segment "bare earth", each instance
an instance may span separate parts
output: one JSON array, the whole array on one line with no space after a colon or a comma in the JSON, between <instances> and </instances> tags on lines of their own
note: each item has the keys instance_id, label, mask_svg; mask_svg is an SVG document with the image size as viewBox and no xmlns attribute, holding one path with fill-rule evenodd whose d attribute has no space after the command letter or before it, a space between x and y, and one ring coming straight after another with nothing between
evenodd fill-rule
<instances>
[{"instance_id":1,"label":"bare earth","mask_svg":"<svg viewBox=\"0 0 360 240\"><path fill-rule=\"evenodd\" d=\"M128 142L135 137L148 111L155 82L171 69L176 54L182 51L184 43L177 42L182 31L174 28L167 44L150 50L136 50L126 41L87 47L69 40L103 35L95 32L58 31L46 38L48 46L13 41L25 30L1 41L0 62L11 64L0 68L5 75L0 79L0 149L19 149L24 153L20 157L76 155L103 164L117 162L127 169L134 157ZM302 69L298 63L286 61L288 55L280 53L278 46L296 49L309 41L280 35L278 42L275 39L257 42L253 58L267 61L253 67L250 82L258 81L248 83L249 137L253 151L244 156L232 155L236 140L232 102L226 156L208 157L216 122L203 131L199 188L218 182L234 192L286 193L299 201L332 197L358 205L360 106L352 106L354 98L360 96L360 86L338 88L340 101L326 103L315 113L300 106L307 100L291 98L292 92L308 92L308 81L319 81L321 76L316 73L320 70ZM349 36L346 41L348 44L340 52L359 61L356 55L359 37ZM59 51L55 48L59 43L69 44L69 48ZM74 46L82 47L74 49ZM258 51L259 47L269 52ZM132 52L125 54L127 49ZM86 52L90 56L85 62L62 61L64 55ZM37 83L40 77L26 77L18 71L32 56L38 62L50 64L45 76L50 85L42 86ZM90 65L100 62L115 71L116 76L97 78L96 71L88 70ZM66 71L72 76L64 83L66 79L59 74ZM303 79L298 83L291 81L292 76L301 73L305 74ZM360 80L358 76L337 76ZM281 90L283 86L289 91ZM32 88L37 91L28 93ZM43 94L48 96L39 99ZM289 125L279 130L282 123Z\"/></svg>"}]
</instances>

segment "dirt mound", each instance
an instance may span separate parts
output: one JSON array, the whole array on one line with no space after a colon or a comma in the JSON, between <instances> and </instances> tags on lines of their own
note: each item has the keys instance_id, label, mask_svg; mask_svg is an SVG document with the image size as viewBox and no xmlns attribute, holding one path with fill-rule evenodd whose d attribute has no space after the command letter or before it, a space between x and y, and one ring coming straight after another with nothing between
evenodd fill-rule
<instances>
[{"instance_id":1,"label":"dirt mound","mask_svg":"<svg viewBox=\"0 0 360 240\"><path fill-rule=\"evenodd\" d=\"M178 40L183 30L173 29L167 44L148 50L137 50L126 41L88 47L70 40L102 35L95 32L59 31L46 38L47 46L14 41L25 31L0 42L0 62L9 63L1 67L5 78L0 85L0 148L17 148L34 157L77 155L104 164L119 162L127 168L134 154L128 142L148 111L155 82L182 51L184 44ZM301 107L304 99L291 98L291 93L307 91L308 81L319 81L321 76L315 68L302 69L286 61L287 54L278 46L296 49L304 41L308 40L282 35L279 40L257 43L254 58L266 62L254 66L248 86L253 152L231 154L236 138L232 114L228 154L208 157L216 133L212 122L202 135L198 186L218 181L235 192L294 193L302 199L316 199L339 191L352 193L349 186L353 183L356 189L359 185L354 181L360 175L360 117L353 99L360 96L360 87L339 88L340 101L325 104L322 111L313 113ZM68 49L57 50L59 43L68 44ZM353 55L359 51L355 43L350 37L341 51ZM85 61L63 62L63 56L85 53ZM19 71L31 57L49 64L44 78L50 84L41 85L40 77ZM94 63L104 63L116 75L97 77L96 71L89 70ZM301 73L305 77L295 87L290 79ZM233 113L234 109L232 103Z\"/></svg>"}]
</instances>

================================

What is the number of lines in the entries above that hold the string "segment"? Please state that number alone.

→ **Task answer**: 2